TASK REQUIREMENTS: Using the data below, show every line where the word "rear" occurs.

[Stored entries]
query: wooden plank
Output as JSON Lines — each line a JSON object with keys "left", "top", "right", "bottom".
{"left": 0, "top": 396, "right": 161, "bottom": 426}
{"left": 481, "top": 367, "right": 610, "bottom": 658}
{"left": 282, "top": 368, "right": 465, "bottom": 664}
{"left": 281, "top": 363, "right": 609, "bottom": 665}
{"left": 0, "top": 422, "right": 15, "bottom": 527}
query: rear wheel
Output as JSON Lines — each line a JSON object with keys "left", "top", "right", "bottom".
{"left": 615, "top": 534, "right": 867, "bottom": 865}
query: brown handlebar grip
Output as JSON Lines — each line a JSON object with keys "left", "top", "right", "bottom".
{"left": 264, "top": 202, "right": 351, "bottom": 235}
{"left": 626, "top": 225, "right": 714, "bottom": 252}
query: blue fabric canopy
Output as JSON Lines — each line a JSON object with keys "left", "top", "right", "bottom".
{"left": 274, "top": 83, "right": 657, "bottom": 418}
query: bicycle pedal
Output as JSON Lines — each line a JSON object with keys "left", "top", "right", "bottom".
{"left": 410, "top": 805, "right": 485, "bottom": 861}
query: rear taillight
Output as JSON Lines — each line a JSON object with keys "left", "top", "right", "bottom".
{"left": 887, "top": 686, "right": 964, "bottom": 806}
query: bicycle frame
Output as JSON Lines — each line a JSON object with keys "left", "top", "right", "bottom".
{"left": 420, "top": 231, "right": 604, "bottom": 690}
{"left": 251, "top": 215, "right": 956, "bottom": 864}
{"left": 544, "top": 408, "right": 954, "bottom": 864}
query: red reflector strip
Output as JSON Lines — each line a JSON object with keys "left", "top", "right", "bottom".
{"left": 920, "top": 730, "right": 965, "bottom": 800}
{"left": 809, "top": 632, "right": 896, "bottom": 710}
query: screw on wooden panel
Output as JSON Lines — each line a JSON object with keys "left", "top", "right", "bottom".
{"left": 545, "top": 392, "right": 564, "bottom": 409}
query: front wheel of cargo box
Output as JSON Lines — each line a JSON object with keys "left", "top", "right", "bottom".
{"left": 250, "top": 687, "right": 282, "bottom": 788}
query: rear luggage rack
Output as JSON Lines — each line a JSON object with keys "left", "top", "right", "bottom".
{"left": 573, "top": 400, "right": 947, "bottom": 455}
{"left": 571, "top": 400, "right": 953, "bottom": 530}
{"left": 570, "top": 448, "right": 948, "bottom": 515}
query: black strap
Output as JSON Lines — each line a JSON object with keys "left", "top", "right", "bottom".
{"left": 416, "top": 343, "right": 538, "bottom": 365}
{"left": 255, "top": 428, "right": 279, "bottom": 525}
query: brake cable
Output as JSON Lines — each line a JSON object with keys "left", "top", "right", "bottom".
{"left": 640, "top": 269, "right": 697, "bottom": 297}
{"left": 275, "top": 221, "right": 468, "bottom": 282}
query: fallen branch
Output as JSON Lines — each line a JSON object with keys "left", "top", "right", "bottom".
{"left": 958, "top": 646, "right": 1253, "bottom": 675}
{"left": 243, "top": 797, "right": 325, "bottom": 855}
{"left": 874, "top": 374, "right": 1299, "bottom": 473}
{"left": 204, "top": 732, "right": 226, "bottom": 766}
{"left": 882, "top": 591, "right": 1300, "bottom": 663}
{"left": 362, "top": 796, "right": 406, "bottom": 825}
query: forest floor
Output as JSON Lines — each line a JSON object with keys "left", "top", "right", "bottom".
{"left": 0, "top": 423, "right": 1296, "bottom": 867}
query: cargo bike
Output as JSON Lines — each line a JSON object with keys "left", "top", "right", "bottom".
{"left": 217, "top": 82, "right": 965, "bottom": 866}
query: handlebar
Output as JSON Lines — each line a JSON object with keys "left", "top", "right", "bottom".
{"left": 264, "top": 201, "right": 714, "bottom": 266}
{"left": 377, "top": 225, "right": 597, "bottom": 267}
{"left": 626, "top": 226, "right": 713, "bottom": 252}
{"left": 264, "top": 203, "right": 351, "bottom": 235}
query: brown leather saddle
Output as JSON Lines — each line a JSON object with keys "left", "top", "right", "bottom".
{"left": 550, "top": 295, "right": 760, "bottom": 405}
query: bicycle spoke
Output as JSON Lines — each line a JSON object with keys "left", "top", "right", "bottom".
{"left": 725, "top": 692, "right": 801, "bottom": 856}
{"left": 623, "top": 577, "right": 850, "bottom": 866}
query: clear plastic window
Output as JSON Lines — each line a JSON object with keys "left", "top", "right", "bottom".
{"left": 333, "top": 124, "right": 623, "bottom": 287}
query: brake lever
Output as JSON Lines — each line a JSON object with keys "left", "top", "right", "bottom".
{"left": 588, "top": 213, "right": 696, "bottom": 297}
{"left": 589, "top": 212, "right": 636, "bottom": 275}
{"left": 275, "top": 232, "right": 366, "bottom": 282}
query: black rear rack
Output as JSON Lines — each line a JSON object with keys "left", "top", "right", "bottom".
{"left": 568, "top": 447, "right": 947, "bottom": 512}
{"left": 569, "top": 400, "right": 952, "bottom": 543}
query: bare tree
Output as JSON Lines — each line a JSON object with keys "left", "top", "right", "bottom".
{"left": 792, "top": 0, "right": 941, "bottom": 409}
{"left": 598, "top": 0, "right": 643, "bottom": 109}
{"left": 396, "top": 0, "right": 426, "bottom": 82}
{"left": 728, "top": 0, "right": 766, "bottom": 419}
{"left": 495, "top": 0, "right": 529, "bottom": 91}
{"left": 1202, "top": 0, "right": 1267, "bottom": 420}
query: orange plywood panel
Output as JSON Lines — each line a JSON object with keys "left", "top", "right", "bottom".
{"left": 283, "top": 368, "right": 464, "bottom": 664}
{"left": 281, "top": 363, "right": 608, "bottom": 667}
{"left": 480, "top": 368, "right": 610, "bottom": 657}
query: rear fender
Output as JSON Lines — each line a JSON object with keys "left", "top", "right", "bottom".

SOLUTION TO THIS PROBLEM:
query: rear wheel
query: rear taillight
query: rear luggage rack
query: black rear rack
query: rear fender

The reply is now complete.